**YOUR INSTRUCTIONS**
Sum up the passage about the children's injections in two sentences.

**TEXT PASSAGE**
+ + + + + + +

Next came the hard part.  The nurse wanted to give them an injection to bring the fever down, so I had to take them back one at a time to receive a shot in the rear end.  I now have a tiny glimpse what it’s like to take your child to get injections.  It’s AWFUL.  Little Girl went first, and she just kept looking at me, trying to be brave.  She laid on the bed, grabbing my hand so hard, but as soon as the shot was in the tears and whimpering started.  I wanted to cry myself, but I just kept telling her what a big girl she was and “Chapwa!  That’s all!  That’s all!”  The crying stopped soon after the injection, but then came Little Boy.  His fear was even more evident and I wanted nothing more than to take it away.  I wondered to myself how many times he’s had to have injections due to his HIV status.  I wondered if he ever gets angry with God.  I wondered if he knew just how incredibly brave I think he is.  The nurse gave him the shot and he cried the most sad, pathetic cry I think I’ve ever heard for about ten minutes.  It broke my heart.  I think the hardest part was seeing my Little Boy, normally smiling and following my around like my shadow, so quiet and in pain.  All I wanted to do was make it better.

We left the doctor’s office and I asked the kids if they were feeling hungry yet.  They both said yes, and I realized I wanted to do something special.  We went to the local grocery store, bought a few bags of fries and some juice boxes and headed back to my house.  These two were the first to ever visit Teacher Amy’s house, and they knew it.  We walked in and they weren’t quite sure what to do.  I had some markers lying out from a poster I was working on, so Little Boy quietly asked if they could color.  I made room on my table, gave them each a piece of paper, and got out my computer to pop in “The Emperor’s New Groove” while I made lunch.  Suddenly the silence was broken during a particular funny part of the movie that prompted Little Boy to blurt out Little Girl’s name, followed by a long strew of Bemba words.  Little Girl looked at me and we both laughed.  I simply said, “I think Little Boy is feeling better!  He seems like himself again.”  The kids stayed for about an hour while we ate and finished the movie.  It was so encouraging to see how much better they felt after getting their medicine.

+ + + + + + +

Stored data
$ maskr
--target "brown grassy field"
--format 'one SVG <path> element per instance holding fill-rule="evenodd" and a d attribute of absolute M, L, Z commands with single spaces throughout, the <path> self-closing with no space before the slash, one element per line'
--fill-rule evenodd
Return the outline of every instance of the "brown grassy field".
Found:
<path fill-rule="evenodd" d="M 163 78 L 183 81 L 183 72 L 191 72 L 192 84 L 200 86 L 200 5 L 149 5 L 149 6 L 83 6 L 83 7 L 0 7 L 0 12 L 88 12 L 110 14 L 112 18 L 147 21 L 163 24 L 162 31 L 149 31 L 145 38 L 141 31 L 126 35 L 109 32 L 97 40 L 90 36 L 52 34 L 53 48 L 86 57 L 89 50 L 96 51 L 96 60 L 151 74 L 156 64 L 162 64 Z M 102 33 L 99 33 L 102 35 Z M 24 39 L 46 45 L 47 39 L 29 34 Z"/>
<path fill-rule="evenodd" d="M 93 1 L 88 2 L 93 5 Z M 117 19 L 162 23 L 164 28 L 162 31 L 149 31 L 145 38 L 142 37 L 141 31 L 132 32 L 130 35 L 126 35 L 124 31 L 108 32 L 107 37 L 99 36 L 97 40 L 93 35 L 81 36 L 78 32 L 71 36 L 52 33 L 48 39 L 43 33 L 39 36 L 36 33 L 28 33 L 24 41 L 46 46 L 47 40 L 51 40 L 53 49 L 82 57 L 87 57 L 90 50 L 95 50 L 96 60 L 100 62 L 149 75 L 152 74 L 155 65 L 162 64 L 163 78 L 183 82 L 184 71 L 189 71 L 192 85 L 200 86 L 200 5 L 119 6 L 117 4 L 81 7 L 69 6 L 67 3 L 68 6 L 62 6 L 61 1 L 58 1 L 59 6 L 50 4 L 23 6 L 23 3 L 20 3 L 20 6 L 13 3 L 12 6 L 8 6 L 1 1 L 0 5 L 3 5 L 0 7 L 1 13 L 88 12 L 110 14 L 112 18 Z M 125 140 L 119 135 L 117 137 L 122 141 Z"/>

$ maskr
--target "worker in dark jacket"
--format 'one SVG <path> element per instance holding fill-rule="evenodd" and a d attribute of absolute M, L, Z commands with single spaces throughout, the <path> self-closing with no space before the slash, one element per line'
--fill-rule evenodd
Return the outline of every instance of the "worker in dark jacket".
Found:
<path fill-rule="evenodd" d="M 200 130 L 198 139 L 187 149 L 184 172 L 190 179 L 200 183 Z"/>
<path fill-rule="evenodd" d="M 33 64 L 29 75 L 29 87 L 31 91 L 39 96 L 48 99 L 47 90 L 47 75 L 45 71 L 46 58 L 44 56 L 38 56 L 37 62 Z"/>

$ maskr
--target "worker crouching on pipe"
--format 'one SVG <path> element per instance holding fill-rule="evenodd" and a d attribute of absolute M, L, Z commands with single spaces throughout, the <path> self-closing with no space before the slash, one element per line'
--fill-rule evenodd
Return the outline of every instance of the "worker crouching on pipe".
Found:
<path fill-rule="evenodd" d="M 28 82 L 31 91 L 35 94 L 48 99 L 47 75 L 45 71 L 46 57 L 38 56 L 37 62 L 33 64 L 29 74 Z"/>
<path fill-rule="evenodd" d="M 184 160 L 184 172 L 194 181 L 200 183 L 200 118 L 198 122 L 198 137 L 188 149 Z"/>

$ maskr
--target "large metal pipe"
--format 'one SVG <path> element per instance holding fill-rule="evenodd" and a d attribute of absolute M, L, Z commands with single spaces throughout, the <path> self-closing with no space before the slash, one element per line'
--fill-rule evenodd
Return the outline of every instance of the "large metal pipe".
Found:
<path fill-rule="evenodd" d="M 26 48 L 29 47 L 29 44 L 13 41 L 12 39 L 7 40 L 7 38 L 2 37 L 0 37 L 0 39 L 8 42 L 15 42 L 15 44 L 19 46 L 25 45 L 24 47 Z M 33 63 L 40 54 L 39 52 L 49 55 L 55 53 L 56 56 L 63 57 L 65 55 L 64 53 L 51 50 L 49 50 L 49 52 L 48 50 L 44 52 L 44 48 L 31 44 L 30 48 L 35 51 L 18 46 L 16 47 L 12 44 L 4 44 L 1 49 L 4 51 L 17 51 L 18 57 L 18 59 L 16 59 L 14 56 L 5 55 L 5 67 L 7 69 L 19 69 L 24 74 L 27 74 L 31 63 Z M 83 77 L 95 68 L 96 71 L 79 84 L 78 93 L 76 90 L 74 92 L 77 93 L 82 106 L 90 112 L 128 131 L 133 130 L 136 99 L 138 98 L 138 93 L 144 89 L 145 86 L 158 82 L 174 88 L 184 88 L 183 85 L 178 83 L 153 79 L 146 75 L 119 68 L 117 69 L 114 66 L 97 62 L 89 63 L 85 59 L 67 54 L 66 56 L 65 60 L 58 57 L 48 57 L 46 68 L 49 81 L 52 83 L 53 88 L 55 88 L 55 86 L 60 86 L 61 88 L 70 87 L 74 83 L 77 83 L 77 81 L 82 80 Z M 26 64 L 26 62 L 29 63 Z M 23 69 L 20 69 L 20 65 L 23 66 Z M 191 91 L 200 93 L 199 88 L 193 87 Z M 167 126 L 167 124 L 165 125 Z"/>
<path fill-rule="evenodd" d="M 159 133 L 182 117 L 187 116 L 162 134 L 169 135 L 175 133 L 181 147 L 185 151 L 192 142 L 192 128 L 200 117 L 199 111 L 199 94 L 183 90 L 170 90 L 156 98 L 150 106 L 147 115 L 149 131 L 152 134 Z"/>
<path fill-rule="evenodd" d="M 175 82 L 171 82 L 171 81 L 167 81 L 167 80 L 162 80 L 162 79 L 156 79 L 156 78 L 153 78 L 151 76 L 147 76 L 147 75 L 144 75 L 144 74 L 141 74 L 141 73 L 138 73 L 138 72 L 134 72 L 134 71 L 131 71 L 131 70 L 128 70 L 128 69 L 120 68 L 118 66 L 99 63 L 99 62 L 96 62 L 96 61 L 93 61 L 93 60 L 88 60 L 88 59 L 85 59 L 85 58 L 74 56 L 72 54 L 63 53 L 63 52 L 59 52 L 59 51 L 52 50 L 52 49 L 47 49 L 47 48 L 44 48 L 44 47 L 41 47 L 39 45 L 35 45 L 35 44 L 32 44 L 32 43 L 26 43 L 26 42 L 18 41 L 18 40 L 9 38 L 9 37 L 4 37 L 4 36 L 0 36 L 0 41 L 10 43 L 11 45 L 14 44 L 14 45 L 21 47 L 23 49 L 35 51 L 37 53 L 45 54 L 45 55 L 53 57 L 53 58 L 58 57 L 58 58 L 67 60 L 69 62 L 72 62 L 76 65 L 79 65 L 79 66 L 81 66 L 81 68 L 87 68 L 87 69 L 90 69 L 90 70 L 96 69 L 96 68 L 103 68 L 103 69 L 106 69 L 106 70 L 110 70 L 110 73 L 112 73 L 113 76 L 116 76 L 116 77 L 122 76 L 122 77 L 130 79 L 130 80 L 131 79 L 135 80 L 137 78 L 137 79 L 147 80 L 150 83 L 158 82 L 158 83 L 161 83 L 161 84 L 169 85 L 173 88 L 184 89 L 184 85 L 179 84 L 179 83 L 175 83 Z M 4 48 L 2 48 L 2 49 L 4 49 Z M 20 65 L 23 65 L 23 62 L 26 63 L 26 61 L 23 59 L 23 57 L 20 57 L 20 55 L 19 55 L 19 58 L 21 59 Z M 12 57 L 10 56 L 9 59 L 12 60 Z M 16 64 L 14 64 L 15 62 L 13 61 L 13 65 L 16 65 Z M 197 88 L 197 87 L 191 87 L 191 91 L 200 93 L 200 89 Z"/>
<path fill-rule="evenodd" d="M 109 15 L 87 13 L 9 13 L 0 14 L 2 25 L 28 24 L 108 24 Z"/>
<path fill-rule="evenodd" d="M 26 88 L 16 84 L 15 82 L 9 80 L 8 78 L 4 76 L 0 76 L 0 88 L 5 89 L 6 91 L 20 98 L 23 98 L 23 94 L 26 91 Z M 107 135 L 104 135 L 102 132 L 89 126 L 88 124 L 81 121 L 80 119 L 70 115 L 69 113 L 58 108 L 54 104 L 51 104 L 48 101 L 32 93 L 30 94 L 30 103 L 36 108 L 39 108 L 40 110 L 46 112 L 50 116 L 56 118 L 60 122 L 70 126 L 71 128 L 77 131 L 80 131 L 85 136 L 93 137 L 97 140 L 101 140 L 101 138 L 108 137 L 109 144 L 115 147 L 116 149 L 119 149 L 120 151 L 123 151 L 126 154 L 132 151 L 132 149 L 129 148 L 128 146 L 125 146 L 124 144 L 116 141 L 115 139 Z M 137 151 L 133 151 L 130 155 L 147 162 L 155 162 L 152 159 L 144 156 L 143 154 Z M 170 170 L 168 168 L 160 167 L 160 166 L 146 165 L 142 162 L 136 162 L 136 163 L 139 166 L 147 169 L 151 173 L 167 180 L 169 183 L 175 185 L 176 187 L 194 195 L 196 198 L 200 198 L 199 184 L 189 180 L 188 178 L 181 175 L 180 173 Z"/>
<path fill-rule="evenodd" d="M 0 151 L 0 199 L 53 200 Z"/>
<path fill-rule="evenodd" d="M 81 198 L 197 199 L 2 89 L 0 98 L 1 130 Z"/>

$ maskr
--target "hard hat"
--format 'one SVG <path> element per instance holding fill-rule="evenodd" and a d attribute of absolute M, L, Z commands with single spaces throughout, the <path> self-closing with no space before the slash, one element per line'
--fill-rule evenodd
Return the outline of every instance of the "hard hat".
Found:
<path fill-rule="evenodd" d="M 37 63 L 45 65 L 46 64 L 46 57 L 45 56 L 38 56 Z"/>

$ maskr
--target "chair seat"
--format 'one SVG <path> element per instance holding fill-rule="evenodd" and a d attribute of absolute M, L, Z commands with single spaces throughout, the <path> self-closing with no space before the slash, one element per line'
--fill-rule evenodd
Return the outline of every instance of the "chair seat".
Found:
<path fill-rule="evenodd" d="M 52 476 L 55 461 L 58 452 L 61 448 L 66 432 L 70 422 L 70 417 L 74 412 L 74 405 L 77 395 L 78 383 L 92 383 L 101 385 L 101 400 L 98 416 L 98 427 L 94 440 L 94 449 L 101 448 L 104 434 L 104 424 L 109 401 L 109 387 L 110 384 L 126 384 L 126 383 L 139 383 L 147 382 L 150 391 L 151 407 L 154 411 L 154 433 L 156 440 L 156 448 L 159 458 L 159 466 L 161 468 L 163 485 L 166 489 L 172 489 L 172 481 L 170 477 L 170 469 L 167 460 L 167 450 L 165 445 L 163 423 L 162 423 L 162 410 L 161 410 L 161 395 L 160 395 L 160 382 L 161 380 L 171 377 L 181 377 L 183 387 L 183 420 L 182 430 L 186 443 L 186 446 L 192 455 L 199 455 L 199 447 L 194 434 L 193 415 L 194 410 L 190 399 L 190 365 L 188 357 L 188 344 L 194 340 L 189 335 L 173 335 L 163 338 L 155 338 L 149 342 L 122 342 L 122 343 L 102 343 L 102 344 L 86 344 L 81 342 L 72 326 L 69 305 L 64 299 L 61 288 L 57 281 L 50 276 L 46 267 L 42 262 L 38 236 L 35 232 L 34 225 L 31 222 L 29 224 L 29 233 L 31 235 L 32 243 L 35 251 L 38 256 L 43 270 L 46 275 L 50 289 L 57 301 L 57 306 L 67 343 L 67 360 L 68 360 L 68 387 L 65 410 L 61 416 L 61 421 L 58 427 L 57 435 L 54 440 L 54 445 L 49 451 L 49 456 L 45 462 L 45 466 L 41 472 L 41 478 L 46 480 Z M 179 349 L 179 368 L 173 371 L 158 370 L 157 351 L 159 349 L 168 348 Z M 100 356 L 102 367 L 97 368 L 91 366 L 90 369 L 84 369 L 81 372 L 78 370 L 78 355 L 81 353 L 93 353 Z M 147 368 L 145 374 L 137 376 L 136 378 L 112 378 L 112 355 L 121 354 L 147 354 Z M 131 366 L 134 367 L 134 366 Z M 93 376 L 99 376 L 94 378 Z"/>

+ + + + + + +

**YOUR SOLUTION**
A nurse gave Little Girl and Little Boy shots to bring their fevers down, and both cried, which broke the writer's heart, especially seeing the usually smiling Little Boy so quiet and in pain. Afterward, the writer bought fries and juice boxes and took the two kids home to color and watch "The Emperor's New Groove," where Little Boy's outburst at a funny part showed he seemed like himself again.